Passage to read.
40 Comments

  1. Unknown's avatar

    I agree with you. But one of the joys of looking up answers is all of the other things you find along the way.

  2. Unknown's avatar

    It’s kind of the old give a man a fish/teach a man to fish thing. You learn more by seeking out the answer for yourself, including hopefully something about evaluating the quality of sources.

  3. Unknown's avatar

    I agree with Bill, Frazz’s comment is pedantic in a way that’s not actually correct.

    And while, as Arthur and DemetriosX pointed out, there can be advantages of looking things up on your own, asking Frazz and accepting his answer without further inspection strikes me as no better or worse than the most common way of looking this up, which would be asking Google and accepting its answer without further inspection.

  4. Unknown's avatar

    DemetriosX, that was fine in the Encyclopedic Era: today, “researching” means going to Wikipedia or Googling “Who was the first president to live in the White House?”

    For the record, if she’d asked me rather than Frazz, I’d have gone back to the teacher and asked whether she meant the first president to live in an executive mansion at 1600 Pennsylvania Avenue, or the first president to live in the building after it was rebuilt as the current structure, or the first president to live in the building when it was known as “the White House.”

  5. Unknown's avatar

    A couple times I have seen the question “Who was the first President you voted for?” and I always want to quibble with it. If it’s a stand-in for “How long have you been voting?” then it is miscast. I voted in the 1972 Presidential election, but my choice was McGovern, who lost. Do I answer based on that, or jump to Carter in 1976, who did win and become a President?

  6. Unknown's avatar

    ” Isn’t asking somebody just as valid as looking something up?”

    Depends on whether or not the first person you come across, and ask your question of, knows what they’re talking about and will admit it if they don’t.

    Part of what kids have to learn is that Google will give you MANY answers to a question, and you need to learn how to filter the ones that know what they’re talking about.

  7. Unknown's avatar

    I think his *2nd* panel comment has virtually nothing to do with whether he’s supposed to answer her question. He’s responding to her claim of being “curious”, a claim which was false as a response to “Why?”.
    In my view, CIDU Bill’s reaction is actually to Frazz’s 1st-panel “Why?” question, since that’s what may indicate Frazz’s opinion about whether the girl’s asking him is in the spirit of (or following some rule of) the assignment. To me, her less than honest answer indicates she’s not sure it is (or does) either.

    As for the question itself, I immediately had a set of thoughts similar to CIDU Bill’s and am glad he had the exact history.. (My historic memory was a feeling that a vibration appeared in Washington D.C. and finally settled down into the White House. (as if it was the end of a pulsating sci-fi transport or metamorphosis))

  8. Unknown's avatar

    Bill: While I agree that copying the answer the Google gives you is not “research,” I don’t see that going to Wikipedia and reading the entry on the White House is any less “research” than looking up “White House” in an encylopedia.

  9. Unknown's avatar

    Well, Winter, there’s the assumption that the encyclopedia has editors and fact-checkers, while Wikipedia facts could just be coming from some guy in his mother’s basement.

  10. Unknown's avatar

    The answer to her question is almost certainly in the history book right in front of her on the table. But she will get a more interesting answer from Frazz.

    Based on what CIDU Bill said above, I’m wondering:
    1. Did Thomas Jefferson ever live in the White House?

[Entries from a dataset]
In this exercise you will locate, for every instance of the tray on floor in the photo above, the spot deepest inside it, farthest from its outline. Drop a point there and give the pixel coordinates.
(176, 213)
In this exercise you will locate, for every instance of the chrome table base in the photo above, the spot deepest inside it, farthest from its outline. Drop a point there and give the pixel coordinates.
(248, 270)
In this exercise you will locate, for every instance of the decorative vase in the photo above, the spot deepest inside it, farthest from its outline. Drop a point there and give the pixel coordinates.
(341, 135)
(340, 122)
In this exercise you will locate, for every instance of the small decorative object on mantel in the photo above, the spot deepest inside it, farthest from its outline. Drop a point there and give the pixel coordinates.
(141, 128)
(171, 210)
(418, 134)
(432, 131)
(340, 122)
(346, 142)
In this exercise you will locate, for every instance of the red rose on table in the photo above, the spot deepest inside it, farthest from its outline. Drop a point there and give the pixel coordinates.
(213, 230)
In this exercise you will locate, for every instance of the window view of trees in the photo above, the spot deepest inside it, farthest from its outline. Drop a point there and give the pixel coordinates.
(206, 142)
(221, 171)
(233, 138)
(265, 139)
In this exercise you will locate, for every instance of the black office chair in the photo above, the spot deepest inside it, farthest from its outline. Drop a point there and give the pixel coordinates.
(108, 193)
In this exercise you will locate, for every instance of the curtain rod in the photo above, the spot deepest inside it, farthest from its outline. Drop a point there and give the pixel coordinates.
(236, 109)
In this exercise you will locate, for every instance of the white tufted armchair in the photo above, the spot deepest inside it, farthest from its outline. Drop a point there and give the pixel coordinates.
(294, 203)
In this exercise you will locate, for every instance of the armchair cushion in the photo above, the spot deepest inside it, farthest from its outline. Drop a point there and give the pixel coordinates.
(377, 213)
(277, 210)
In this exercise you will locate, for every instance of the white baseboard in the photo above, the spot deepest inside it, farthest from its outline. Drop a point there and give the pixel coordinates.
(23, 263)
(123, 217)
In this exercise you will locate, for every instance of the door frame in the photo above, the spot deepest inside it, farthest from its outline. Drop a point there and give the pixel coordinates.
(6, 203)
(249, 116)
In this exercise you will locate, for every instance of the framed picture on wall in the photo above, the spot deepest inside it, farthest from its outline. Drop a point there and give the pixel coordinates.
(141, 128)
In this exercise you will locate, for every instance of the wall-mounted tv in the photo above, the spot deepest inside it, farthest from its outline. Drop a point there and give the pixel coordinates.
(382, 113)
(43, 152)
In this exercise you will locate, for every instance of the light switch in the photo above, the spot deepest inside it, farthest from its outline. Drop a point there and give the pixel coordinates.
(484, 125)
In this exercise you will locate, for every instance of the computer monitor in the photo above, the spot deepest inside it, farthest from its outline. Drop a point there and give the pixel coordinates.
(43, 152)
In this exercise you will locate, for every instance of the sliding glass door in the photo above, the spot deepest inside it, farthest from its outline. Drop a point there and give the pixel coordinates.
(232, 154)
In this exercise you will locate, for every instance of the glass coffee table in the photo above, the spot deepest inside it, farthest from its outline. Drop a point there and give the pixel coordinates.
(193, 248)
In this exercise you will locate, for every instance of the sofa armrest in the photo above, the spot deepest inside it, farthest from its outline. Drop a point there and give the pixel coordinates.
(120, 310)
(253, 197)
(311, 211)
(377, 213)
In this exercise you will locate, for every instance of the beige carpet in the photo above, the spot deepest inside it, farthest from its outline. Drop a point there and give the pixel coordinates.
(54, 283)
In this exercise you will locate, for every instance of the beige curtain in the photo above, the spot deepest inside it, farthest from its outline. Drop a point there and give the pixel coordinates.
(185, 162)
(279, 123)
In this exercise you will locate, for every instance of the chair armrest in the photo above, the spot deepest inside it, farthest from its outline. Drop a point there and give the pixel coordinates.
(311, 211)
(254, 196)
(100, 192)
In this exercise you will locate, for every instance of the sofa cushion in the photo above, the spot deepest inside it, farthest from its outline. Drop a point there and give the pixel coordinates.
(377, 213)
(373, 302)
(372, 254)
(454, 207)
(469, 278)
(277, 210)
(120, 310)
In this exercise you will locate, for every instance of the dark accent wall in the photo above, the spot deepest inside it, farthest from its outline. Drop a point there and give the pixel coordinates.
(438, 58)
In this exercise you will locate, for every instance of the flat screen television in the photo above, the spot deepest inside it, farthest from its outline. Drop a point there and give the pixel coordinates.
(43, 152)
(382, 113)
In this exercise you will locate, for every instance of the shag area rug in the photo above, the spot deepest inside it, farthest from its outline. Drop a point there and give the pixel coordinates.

Short exercise 1. In the comment thread about the Frazz strip, which candidate did the commenter who voted in the 1972 presidential election choose?
Short exercise 2. Carry the comment thread about the Frazz strip forward from its final line.

Exercise answer 1. McGovern.

Exercise answer 2.
    2. Did Thomas Jefferson ever call it the White House when he lived in it?
    3. Did Thomas Jefferson even know he was living in the White House?
    4. Late in his life, did Thomas Jefferson ever say “White House! Of course! DAMMIT! Obviously! I should have known! And here I was calling it the Executive Mansion all this time!”

    5. Wikipedia (the guy in his mother’s basement) says the sandstone exterior walls were whitewashed at the end of construction. So was it the White House even before the War of 1812?
    6. How did the British soldiers get sandstone to burn anyway?

  11. Unknown's avatar

    Frazz works in a school. He knows that some kids will try to do their worksheet questions without doing work. He is just giving her some tough love and making her do her own research.

    We can all go to Wikipedia and look up answers based on what others have posted, it may be wrong, though.

  12. Unknown's avatar

    Bill: Wikipedia can be wrong, but so can the encyclopedia. Wikipedia’s error rate is essentially the same as Encyclopedia Brittanica (https://www.nature.com/articles/438900a). And with Wikipedia it’s generally much easier to check the sourcing.

    I had a Compton’s Encyclopedia when I was a kid, and it had some enormous biases. Among other things, it stated as facts that Jesus was born of a virgin and raised a man from the dead. Curiously though, it then only said that some people think he was the son of God.

  13. Unknown's avatar

    @Winter Wallaby “Wikipedia can be wrong, but so can the encyclopedia. Wikipedia’s error rate is essentially the same as Encyclopedia Brittanica ”

    The beauty of the printed page is it has some consistency, so that the 8am answer is the same as the 8pm answer. The earlier point on bias holds for many ‘sources’. My Uncle Bill told me this so it must be true!

  14. Unknown's avatar

    “A solar physicist could, for example, work on the entry on the Sun, but would have the same status as a contributor without an academic background. Disputes about content are usually resolved by discussion among users.”

    This reminds me of Ibsen’s “An Enemy of the People,” where the doctor’s factual information about the spring’s dangers is determined to be incorrect by popular vote at a town meeting.

  15. Unknown's avatar

    The editors at Wikipedia make a big deal out of the idea that majority rule has nothing to do with the validity of a submitted “fact.” In addition, they don’t weigh the editor’s background; they instead rely on cited sources (and do a fair bit of bickering about what’s reliable). So, even though anybody can edit the Wikipedia, un-sourced information from experts and amateurs alike is summarily rejected, and pretty quickly.

    All of this was not always true. The Wikipedia in 2019 is a far different animal from the one of, say, 2006. At this point, I would argue that the Wikipedia has grown into a reliable source on the level of any printed encyclopedia.

  16. Unknown's avatar

    Cidu Bill: The point of your quote seems to be that Wikipedia is more inaccurate because lots of people can edit it? I think Dyfsunctional makes a good point as to why that’s not the case, but more even more critically, I don’t understand the point of making arguments that Wikipedia must theoretically be more inaccurate, when actual measurements show that it’s not.

  17. Unknown's avatar

    In terms of authority, neither Wikipedia nor an encyclopedia are considered authoritative as academic sources, for the same reason… they aren’t intended to be. They were never intended to be. They’re supposed to provide a summary, to lead an academic to “real” sources. Neither one is as useful as a good research librarian, but not everybody has access to one of those.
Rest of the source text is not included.